**SET EXERCISE**
Write out every line of the records below as a numbered list. Skip blank lines and leave the pictures out.

#####

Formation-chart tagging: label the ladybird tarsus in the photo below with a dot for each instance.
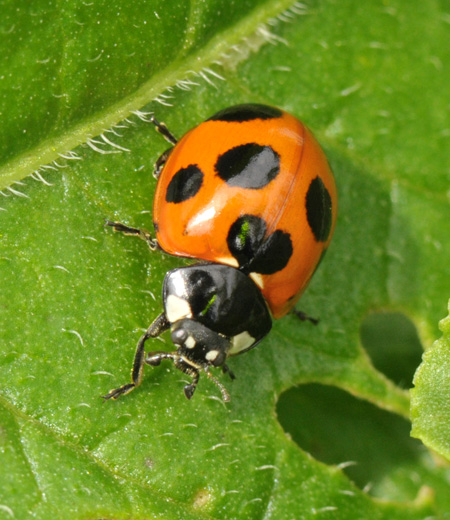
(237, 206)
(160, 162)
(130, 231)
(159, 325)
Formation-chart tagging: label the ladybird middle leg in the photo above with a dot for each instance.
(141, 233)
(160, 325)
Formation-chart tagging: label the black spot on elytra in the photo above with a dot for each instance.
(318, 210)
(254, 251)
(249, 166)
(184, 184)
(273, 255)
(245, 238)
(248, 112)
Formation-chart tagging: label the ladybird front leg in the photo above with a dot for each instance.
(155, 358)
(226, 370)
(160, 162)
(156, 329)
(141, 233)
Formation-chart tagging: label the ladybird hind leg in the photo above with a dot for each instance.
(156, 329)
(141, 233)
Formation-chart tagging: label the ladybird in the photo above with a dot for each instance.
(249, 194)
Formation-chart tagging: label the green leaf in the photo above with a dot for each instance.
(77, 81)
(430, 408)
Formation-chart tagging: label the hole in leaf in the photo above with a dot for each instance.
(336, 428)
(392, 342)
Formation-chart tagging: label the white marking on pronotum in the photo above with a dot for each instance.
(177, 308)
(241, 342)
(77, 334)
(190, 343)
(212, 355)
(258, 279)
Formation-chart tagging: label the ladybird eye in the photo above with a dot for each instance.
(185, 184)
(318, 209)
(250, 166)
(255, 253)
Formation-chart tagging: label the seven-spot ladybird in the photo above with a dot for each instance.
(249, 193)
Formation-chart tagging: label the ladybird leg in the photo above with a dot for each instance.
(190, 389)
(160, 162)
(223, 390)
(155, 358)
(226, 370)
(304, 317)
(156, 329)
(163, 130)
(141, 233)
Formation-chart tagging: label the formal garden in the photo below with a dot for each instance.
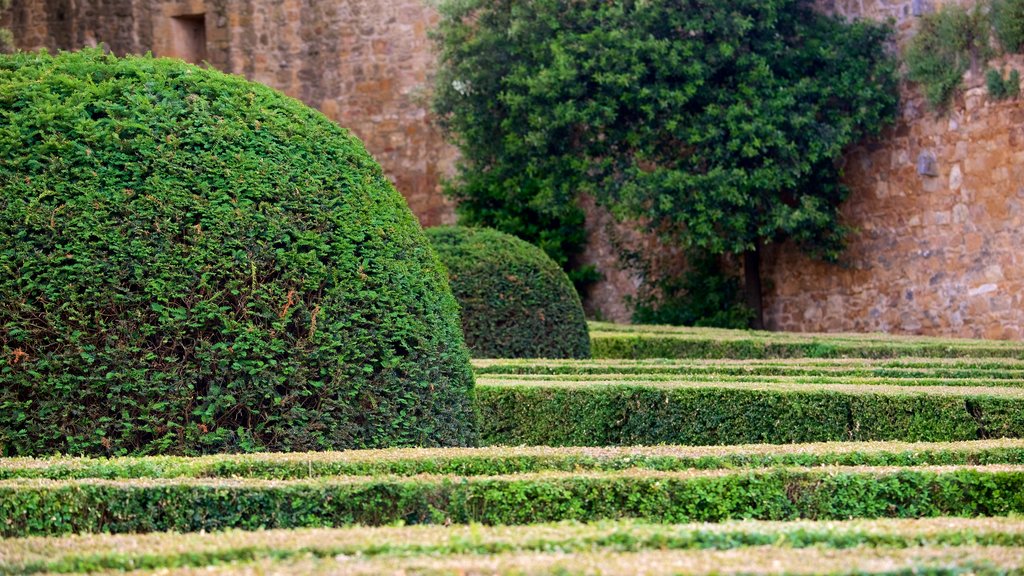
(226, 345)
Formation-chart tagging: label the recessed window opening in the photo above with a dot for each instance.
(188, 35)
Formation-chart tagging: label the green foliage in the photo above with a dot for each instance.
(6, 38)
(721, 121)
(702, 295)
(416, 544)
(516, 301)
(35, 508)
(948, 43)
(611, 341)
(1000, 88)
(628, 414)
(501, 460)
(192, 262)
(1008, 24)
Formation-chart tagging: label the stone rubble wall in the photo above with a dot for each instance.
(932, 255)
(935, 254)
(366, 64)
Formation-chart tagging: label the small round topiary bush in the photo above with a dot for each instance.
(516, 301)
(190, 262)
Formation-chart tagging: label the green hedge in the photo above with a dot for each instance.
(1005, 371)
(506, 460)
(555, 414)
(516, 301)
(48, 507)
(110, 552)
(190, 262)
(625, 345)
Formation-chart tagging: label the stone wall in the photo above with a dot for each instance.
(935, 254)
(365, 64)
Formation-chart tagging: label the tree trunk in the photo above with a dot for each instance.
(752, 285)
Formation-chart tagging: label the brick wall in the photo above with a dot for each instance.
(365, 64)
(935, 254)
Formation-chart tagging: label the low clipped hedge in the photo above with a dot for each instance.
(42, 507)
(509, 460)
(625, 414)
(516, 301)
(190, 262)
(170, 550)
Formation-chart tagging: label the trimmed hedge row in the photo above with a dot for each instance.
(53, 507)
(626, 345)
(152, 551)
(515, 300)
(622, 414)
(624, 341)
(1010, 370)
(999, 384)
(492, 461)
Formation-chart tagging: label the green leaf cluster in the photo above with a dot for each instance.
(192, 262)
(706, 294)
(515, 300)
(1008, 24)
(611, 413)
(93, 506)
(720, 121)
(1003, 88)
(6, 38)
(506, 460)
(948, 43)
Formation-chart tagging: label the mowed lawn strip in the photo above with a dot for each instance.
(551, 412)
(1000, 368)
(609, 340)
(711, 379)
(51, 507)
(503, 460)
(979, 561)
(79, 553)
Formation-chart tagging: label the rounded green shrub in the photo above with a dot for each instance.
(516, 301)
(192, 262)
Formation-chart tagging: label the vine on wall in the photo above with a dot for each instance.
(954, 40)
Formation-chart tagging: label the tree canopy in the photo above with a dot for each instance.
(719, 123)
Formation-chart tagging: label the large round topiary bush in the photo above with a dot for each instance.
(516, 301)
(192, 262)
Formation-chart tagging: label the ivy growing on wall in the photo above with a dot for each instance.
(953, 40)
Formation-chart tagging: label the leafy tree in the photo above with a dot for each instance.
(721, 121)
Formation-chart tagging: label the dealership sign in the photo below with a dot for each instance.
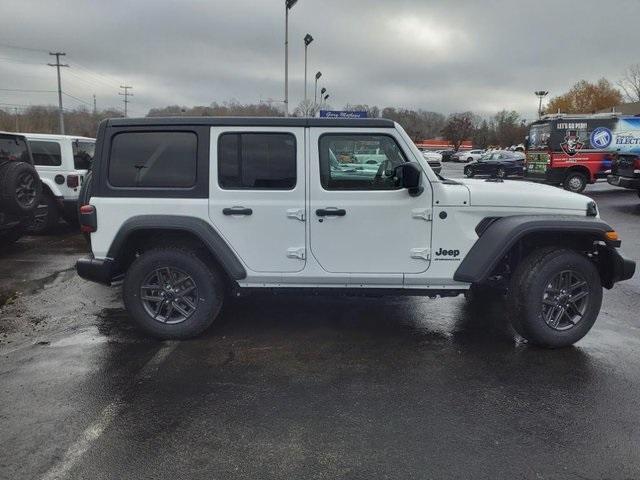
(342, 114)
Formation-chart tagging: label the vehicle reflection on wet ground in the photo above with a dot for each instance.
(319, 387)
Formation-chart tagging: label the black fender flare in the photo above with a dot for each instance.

#####

**ANSWER TO THIS PROBLEM**
1. Formation-chart tagging: label the ladybird tarsus in the photo below with a dot for each instance.
2. (237, 206)
3. (160, 162)
4. (130, 231)
5. (159, 325)
6. Formation-chart tagging: label the ladybird middle leg in the photo above with a dot for each instance.
7. (141, 233)
8. (160, 325)
9. Formation-chart tagging: label the black spot on elytra in the photo above with a dot for each instance.
10. (318, 210)
11. (254, 251)
12. (249, 166)
13. (184, 184)
14. (273, 255)
15. (245, 238)
16. (248, 112)
17. Formation-chart tagging: label the ladybird front leg in the photo above with a dot for each instance.
18. (155, 358)
19. (226, 370)
20. (160, 162)
21. (156, 329)
22. (141, 233)
23. Formation-chart tagging: label the ladybird hind leg in the photo above with a dot for each instance.
24. (156, 329)
25. (141, 233)
26. Formation-chart tagging: label the ladybird in the photo above with a dot for each instance.
27. (249, 194)
28. Formation-chart tagging: label the green leaf in the photo above with a dot for each instance.
29. (77, 81)
30. (430, 408)
31. Formation-chart tagging: label the hole in leaf in the photo above with a dot for each instance.
32. (336, 428)
33. (392, 342)
34. Formation-chart tagging: label the white marking on pronotum in the photo above with a dot for each instance.
35. (177, 308)
36. (241, 342)
37. (77, 334)
38. (190, 343)
39. (212, 355)
40. (258, 279)
41. Formation-chart tagging: label the ladybird eye in the photo above with a dot for each instance.
42. (185, 184)
43. (318, 209)
44. (250, 166)
45. (255, 253)
46. Formation-chart tagging: label the seven-spot ladybird in the photo above with a dot for each instance.
47. (249, 193)
48. Formation-chart tagging: label the ladybird leg in the photo above with a dot for each instance.
49. (190, 389)
50. (160, 162)
51. (223, 390)
52. (155, 358)
53. (226, 370)
54. (304, 317)
55. (156, 329)
56. (163, 130)
57. (141, 233)
58. Formation-chart tagging: label the formal garden in the photo below with a dot for each instance.
59. (226, 345)
60. Formation-chart tagging: label the recessed window opening in the photo above with a dot for each instance.
61. (188, 35)
62. Formation-chart tagging: label the green foliage in the photo above with a dot for each instance.
63. (6, 38)
64. (721, 121)
65. (702, 295)
66. (416, 544)
67. (516, 301)
68. (35, 508)
69. (948, 43)
70. (611, 341)
71. (1000, 88)
72. (628, 414)
73. (501, 460)
74. (192, 262)
75. (1008, 24)
76. Formation-chart tagging: label the stone rubble wall in the photo above with a dot for each instance.
77. (932, 255)
78. (935, 254)
79. (366, 64)
80. Formation-chart tagging: label the small round topiary bush in the photo above with a dot for each instance.
81. (516, 301)
82. (190, 262)
83. Formation-chart tagging: label the green hedge in the photo above with a dot for each instance.
84. (1005, 371)
85. (506, 460)
86. (555, 414)
87. (516, 301)
88. (48, 507)
89. (110, 552)
90. (190, 262)
91. (625, 345)
92. Formation-chart tagging: label the stone wall in the photo above with a dot for each instance.
93. (935, 254)
94. (365, 64)
95. Formation-chart tagging: label the tree trunk in the photo above with a dot for each instance.
96. (752, 285)
97. Formation-chart tagging: label the brick wall in the photo above with a dot for each instance.
98. (365, 64)
99. (935, 254)
100. Formation-chart tagging: label the low clipped hedge in the photo above with a dot for each instance.
101. (42, 507)
102. (509, 460)
103. (625, 414)
104. (516, 301)
105. (190, 262)
106. (170, 550)
107. Formation-chart tagging: label the trimmed hedge row in the photo above with a dot for each instance.
108. (53, 507)
109. (626, 345)
110. (152, 551)
111. (515, 300)
112. (622, 414)
113. (624, 341)
114. (1010, 370)
115. (999, 384)
116. (492, 461)
117. Formation-chart tagging: label the green leaf cluster in the photo above with a dot for each instance.
118. (192, 262)
119. (706, 294)
120. (515, 300)
121. (1008, 24)
122. (611, 413)
123. (93, 506)
124. (720, 121)
125. (1003, 88)
126. (6, 38)
127. (506, 460)
128. (948, 43)
129. Formation-chart tagging: label the mowed lawn strip in the photo above with a dot for each instance.
130. (551, 412)
131. (1000, 368)
132. (609, 340)
133. (711, 379)
134. (51, 507)
135. (503, 460)
136. (979, 561)
137. (79, 553)
138. Formation-chart tagging: label the rounded green shrub in the photo above with a dot for each instance.
139. (516, 301)
140. (192, 262)
141. Formation-chart tagging: label the vine on wall in the photo above with a dot for each instance.
142. (954, 40)
143. Formation-chart tagging: label the tree canopy in the photo above with a dot for each instance.
144. (719, 123)
145. Formation-chart tagging: label the large round topiary bush in the photo above with a dot for each instance.
146. (516, 301)
147. (192, 262)
148. Formation-chart tagging: label the ivy growing on wall in the photo above with a dot for each instance.
149. (953, 40)
150. Formation-chart tagging: label the leafy tree in the photo above with a dot for each instance.
151. (721, 121)
152. Formation-chart tagging: label the dealership sign in the photo below with a dot for each instance.
153. (342, 114)
154. Formation-chart tagging: label the vehicle reflection on wet ground in the photo above with a dot for each instance.
155. (319, 387)
156. Formation-chart tagging: label the black fender flare in the photo above with a dot for each instance.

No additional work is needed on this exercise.